## TASK DETAILS
Return each of the following entries unchanged, character for character.
☆ ☆ ☆ ☆
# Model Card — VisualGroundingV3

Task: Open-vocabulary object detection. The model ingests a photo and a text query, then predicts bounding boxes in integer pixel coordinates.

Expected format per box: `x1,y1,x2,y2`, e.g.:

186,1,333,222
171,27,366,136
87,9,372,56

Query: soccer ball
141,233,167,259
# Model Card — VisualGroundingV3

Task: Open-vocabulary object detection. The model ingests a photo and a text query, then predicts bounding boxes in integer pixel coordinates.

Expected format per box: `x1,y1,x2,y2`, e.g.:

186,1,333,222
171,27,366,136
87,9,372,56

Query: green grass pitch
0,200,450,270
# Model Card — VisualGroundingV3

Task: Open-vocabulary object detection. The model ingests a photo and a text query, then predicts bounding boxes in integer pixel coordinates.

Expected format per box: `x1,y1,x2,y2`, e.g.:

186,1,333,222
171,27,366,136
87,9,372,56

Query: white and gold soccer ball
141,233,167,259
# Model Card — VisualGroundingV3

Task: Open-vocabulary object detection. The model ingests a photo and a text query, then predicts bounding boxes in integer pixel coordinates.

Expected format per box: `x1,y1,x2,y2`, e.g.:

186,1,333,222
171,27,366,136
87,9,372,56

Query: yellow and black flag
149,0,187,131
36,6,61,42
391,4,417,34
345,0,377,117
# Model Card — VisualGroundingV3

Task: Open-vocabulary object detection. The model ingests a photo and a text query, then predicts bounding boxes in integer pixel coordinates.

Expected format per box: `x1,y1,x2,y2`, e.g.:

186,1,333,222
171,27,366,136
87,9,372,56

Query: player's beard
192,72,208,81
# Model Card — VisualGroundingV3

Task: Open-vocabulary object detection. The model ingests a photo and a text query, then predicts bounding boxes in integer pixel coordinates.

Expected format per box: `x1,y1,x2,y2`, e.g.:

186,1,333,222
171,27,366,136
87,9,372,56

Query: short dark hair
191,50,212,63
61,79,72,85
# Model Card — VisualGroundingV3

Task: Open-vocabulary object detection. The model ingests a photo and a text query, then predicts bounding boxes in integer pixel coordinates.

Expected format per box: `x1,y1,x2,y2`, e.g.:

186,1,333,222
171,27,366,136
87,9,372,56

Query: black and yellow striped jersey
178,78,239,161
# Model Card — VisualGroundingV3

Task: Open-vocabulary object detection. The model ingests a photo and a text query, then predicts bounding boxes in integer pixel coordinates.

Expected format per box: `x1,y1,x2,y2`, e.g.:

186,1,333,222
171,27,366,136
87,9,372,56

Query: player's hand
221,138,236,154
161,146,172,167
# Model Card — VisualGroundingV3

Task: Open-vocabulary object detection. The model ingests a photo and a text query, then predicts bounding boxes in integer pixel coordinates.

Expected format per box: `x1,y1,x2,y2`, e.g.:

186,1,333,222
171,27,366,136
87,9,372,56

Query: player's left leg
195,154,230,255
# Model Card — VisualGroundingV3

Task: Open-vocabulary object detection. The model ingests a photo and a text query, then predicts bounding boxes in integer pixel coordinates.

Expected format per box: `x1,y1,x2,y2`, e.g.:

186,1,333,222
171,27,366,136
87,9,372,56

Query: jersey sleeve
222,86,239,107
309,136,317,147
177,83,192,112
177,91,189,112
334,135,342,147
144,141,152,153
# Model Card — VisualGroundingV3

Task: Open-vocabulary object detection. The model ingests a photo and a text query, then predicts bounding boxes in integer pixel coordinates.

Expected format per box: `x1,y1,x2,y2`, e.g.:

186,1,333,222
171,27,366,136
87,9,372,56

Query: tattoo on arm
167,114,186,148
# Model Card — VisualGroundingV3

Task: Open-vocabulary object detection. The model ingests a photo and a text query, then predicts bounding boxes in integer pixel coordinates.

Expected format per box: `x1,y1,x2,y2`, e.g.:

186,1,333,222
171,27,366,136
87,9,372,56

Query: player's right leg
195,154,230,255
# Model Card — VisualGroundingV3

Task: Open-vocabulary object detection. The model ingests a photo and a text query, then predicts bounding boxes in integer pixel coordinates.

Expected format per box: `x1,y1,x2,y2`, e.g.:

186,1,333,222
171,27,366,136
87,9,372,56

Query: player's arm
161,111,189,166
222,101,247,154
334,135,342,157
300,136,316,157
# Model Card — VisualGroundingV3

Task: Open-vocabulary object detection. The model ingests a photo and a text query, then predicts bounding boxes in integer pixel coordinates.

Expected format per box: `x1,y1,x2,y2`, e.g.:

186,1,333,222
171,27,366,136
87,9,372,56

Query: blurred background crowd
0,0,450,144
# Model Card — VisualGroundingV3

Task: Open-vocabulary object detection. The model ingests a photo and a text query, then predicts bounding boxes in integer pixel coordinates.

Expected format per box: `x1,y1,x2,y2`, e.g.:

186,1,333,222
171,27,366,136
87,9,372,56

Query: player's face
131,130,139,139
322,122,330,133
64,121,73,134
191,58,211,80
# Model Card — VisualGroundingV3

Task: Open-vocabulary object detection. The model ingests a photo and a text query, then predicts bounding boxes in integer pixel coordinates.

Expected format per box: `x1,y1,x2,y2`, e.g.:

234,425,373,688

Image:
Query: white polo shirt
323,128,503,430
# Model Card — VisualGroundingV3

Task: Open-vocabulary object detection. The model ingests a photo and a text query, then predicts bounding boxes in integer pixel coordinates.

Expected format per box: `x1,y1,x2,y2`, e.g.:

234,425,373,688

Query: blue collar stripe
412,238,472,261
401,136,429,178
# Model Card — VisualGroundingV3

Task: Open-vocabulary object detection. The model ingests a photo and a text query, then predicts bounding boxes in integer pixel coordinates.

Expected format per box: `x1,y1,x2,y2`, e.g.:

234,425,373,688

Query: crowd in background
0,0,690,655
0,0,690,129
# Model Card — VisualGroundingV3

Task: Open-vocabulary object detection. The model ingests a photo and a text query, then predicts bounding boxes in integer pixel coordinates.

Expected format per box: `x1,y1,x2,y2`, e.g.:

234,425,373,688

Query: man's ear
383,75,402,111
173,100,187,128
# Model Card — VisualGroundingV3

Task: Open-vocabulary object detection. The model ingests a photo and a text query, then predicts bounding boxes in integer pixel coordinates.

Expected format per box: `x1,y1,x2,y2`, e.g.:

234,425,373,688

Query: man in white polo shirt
☆ ☆ ☆ ☆
## FINISHED EXERCISE
# Model Card — VisualGroundingV3

Task: Open-vocabulary object detection. The model ingests a photo and a text query, then predicts bounding boxes in integer pixel coordinates.

Expected format per box: `x1,y1,x2,y2`, e.g.:

186,1,333,222
171,27,366,136
87,9,372,56

Query: soccer ball
141,233,167,259
# Model Card — VisualGroundingV3

Task: Open-vocabulary object detection. The model ingests a photo and a text query, then predicts bounding boxes in integer pixel coordinates.

Expected format per box: `x1,y1,x2,y2`, e.g.:

186,1,333,222
171,27,366,136
87,9,372,56

Query: green grass pitch
0,200,450,270
# Model Card — VisualGroundingV3

Task: Open-vocabulary object detection. The model ingests a photo and a text query, then predicts bounding boxes in integer pixel coordinates.

Expected format per box: `x1,y1,x2,y2`, e.g.:

186,1,333,222
171,27,366,136
87,9,372,56

Query: white and gold soccer ball
141,233,167,259
# Model Card — VisualGroundingV3

Task: Open-vocabulary object detection. The model ingests a photo and a text query, then predicts bounding boxes in integer pixel coordinates.

Expected format per box: `x1,y1,x2,y2`, e.g.:

186,1,333,222
171,27,366,136
87,9,372,56

Query: yellow and black flag
149,0,187,131
36,6,61,42
391,4,417,34
345,0,377,117
# Model Card — VisualGroundingV3

Task: Open-vocabulary object detection. The model ingests a photo and a text query, then predicts bounding boxes in integer pixel coordinates.

Expected format per box: `x1,y1,x2,y2`, e.g.:

186,1,333,222
171,27,366,136
87,9,372,56

Query: player's beard
192,72,208,81
# Model Card — VisualGroundingV3

Task: Open-vocabulary object detection. The model ingests a photo and a text query, then predicts bounding boxes in integer pixel coordinates.

Expected format per box: `x1,y1,x2,y2`, e.g.:

186,1,333,222
171,27,366,136
87,9,372,56

Query: short dark hair
191,50,212,63
61,79,72,85
# Model Card — VisualGroundingV3

Task: Open-vocabulary object detection. The model ingests a photo and a text query, then predicts bounding boxes in integer pixel coordinates.

Expected format per box: `x1,y1,x2,y2`, e.g.:

186,1,333,222
171,27,366,136
87,9,372,56

Query: black and yellow striped jersey
178,78,239,161
# Model Card — VisualGroundingV3

Task: Open-vocabulary object detection. The model ingests a photo and a text query, then predicts bounding boxes in integer pixel coordinates.

Expected format per box: `x1,y1,x2,y2`, e.g.:

186,1,333,222
171,27,366,136
87,9,372,56

Query: player's hand
221,138,236,154
161,146,172,167
# Model Card — VisualGroundingV3

Task: Open-vocabulary object detection. The model ingests a photo and a text query, then predicts bounding boxes in integer pixel coordinates.

Expected format per box: `x1,y1,x2,y2`, e.g.:

186,1,333,222
171,27,366,136
87,9,372,56

Query: player's left leg
195,154,230,255
# Model Card — VisualGroundingV3

Task: Open-vocabulary object detection. The model ingests a photo and a text query, then predicts bounding boxes in integer pixel coordinates.

Expected format per box: `x1,y1,x2,y2`, e.g.:

186,1,333,222
171,27,366,136
87,9,372,56

Query: jersey sleeve
222,86,239,107
309,136,317,147
177,83,192,112
177,91,189,112
334,135,342,147
144,141,152,153
# Model Card — VisualGroundingV3

Task: Open-vocabulary object detection. The model ingests a photo and a text query, then predicts bounding boxes in integer pixel coordinates.

Expected format per box: `x1,y1,x2,y2`, e.g.:

186,1,333,222
171,27,366,136
87,9,372,56

Query: tattoo on arm
167,114,186,148
# Model Card — VisualGroundingV3

Task: Open-vocabulary object detection. The model ingests a photo and a text query, then predicts bounding boxes in integer pixel coordinates.

Expected format per box: `x1,y1,x2,y2`, e.g.:

186,1,333,222
171,27,366,136
87,9,372,56

Query: player's right leg
195,154,230,255
# Model Card — VisualGroundingV3

Task: Open-vocabulary object detection. The model ingests a photo and a text query, then predicts bounding boxes in integer pixel coordinates.

Expected format per box: `x1,y1,x2,y2`, e.g.:

186,1,333,222
171,27,366,136
87,9,372,56

Query: player's arm
161,111,189,166
222,101,247,154
334,135,342,157
300,136,316,157
# Model Card — VisualGroundingV3

Task: Open-vocabulary object detection. The model ingests a photo and a text query, then predicts bounding boxes in integer pixel coordinates.

Expected format per box: `x1,y1,x2,y2`, e.g.:

186,1,333,222
171,27,366,136
87,9,372,56

Query: blurred background crowd
0,0,450,144
# Model Card — VisualGroundingV3

Task: Open-vocabulary object detection. The model ingests a photo and a text query, then predicts bounding boxes in integer pixel coordinates.

Expected format per box: `x1,y1,x2,y2`, e.g.:

186,1,333,222
171,27,366,136
87,9,372,56

Query: player's face
131,130,139,139
322,122,330,133
64,121,73,134
191,58,211,80
# Model Card — VisualGroundingV3

Task: Open-vocabulary object detection. The model ingests a photo and a text query, then predicts bounding boxes in integer pixel coordinates.

Expected format per box: `x1,y1,x2,y2`, e.g.:

234,425,373,688

Image:
Query: white polo shirt
323,128,503,430
# Model Card — VisualGroundingV3

Task: Open-vocabulary object detection. The model ingests a photo and a text query, then predicts bounding boxes in integer pixel coordinates.

Expected format per box: `x1,y1,x2,y2`, e.g.:

234,425,373,688

Query: blue collar stripe
412,238,472,261
401,136,429,178
# Model Card — VisualGroundingV3

Task: Open-vocabulary object detection. The model ingests a photo and a text query, then predicts bounding boxes in integer pixel coordinates.

Expected format per box: `x1,y1,x2,y2`, e.g.:

234,425,373,688

Query: crowd in background
0,0,690,655
0,0,690,129
# Model Card — VisualGroundingV3

Task: Open-vocabulary object detection. The model ingests a photo and a text query, then predicts bounding boxes in integer pixel coordinates.

Expected format per box: `x1,y1,x2,y2`, e.g.:

234,425,373,688

Query: man's ear
383,75,402,111
173,100,187,128
# Model Card — VisualGroundingV3

Task: Open-vocabulary object detection. The model ingests a photo and a text query, then predicts bounding boxes in integer pixel coordinates.

Expected format per box: `x1,y1,x2,y2`, e.g.:

234,425,373,688

Query: man in white polo shirt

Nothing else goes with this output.